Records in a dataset

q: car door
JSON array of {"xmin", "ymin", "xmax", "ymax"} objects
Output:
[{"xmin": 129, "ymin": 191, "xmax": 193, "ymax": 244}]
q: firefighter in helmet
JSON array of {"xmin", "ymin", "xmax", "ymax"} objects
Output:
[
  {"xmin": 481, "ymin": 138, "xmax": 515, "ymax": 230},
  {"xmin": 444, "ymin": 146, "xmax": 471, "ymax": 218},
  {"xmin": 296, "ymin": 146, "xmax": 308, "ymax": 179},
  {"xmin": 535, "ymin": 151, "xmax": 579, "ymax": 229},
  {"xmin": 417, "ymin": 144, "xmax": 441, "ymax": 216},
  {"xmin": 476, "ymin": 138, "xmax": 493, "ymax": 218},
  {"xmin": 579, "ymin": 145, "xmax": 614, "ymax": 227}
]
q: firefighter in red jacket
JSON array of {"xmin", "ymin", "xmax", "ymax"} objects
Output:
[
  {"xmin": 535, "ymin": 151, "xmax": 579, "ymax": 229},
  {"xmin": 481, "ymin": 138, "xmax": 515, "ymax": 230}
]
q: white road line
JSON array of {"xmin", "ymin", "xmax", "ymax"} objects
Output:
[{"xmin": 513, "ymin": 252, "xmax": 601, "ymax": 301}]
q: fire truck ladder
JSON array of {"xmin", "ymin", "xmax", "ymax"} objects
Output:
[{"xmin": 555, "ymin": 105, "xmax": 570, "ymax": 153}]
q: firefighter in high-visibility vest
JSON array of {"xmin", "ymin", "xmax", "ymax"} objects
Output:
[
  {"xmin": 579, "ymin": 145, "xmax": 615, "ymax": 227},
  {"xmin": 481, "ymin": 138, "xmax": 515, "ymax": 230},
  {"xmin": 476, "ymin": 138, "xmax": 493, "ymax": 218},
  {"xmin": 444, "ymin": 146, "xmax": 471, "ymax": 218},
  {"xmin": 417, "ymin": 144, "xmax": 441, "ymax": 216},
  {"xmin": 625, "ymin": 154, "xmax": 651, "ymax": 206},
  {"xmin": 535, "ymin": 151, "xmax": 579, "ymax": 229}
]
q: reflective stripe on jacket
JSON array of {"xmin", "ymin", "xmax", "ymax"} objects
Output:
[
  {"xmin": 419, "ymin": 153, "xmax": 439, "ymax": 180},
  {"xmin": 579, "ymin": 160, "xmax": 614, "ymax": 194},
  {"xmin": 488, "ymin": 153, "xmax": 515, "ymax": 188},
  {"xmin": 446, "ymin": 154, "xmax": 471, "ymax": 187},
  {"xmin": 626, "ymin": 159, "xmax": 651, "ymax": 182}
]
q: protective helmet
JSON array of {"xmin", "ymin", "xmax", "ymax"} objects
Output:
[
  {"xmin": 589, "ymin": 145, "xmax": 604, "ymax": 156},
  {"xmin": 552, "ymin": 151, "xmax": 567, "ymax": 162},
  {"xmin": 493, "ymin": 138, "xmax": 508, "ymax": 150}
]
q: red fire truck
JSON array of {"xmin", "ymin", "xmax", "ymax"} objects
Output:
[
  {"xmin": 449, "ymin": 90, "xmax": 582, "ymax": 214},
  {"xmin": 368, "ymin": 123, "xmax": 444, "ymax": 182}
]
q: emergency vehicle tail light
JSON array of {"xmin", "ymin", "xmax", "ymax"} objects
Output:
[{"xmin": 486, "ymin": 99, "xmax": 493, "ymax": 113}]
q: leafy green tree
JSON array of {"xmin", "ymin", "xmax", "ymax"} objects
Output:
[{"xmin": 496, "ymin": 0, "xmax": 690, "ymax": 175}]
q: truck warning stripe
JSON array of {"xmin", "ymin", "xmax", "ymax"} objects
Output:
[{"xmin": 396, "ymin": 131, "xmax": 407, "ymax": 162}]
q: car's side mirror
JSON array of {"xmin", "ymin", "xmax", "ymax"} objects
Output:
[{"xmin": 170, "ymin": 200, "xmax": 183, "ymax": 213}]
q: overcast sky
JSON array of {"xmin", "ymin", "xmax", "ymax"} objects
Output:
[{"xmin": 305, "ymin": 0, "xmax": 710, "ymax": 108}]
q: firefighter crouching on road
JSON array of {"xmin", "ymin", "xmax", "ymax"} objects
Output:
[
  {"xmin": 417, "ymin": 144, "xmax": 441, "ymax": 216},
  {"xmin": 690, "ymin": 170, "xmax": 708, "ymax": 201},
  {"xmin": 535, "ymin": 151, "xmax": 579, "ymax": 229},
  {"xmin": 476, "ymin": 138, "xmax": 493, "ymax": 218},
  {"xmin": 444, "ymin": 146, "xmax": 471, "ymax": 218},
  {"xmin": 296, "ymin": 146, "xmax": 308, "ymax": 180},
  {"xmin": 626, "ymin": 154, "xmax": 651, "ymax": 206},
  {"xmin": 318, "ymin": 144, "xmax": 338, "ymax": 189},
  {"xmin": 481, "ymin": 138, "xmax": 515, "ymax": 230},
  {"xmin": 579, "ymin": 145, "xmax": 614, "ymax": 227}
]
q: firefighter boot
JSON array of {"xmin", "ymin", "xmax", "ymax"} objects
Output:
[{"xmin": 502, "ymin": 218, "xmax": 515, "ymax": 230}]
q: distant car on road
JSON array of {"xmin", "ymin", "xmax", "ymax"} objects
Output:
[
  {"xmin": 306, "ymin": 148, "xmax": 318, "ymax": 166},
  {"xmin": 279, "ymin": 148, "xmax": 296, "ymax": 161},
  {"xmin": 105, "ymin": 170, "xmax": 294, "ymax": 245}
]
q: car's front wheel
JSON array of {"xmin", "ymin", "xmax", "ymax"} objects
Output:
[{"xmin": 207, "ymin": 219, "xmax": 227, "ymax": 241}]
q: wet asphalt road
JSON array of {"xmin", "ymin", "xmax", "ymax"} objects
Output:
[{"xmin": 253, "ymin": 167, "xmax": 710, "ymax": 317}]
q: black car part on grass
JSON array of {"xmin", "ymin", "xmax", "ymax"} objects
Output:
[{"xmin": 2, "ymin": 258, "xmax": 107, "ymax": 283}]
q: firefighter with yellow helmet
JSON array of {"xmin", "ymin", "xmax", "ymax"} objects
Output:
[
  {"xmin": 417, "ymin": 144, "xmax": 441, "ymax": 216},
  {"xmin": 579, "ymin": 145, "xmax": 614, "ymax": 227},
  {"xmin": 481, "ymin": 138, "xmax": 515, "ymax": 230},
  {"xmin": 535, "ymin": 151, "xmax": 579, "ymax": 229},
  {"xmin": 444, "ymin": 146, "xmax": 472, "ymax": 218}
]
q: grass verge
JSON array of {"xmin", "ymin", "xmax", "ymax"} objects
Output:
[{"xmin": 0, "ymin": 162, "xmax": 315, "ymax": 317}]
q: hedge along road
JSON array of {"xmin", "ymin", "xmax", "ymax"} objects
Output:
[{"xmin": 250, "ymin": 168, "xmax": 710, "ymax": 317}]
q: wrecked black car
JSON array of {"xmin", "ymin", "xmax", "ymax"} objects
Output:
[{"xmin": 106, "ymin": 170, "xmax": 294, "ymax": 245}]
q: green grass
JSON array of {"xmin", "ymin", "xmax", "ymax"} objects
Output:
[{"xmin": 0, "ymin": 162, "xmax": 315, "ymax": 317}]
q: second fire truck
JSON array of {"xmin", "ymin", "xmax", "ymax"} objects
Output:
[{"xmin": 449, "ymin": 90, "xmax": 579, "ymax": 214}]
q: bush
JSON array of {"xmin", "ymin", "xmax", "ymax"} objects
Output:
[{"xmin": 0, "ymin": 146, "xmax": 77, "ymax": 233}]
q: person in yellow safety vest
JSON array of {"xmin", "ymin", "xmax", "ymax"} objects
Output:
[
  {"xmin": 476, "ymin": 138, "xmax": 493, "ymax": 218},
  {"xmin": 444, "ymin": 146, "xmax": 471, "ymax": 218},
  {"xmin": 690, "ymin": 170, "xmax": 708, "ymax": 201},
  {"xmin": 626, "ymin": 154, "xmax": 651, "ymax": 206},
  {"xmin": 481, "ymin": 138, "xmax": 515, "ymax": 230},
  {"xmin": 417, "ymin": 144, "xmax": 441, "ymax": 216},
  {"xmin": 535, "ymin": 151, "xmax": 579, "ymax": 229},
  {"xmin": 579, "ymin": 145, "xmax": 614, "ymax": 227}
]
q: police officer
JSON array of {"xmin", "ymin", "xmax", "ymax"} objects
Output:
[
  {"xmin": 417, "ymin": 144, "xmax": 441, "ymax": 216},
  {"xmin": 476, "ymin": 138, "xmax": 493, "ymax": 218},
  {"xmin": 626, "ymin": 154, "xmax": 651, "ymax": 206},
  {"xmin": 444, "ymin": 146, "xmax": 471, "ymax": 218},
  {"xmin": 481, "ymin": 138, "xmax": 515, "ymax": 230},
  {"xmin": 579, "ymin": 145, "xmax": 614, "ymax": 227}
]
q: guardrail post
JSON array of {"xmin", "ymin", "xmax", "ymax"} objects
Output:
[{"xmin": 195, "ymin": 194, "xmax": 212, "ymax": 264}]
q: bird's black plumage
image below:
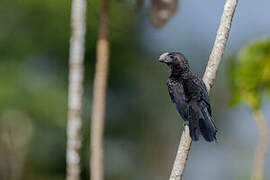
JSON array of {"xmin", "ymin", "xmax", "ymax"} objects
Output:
[{"xmin": 159, "ymin": 52, "xmax": 217, "ymax": 142}]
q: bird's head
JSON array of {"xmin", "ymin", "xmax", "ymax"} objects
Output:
[{"xmin": 158, "ymin": 52, "xmax": 189, "ymax": 72}]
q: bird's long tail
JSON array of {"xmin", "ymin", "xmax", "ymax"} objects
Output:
[{"xmin": 199, "ymin": 107, "xmax": 217, "ymax": 142}]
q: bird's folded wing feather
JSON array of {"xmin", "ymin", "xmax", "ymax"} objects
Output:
[{"xmin": 167, "ymin": 81, "xmax": 188, "ymax": 121}]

DIRECTIONS FOR THIS TASK: Please pick out each line in the rows above that contains the word "yellow" and copy those lines.

WRITTEN SOLUTION:
q: firefighter with yellow helmet
q: person in yellow safety vest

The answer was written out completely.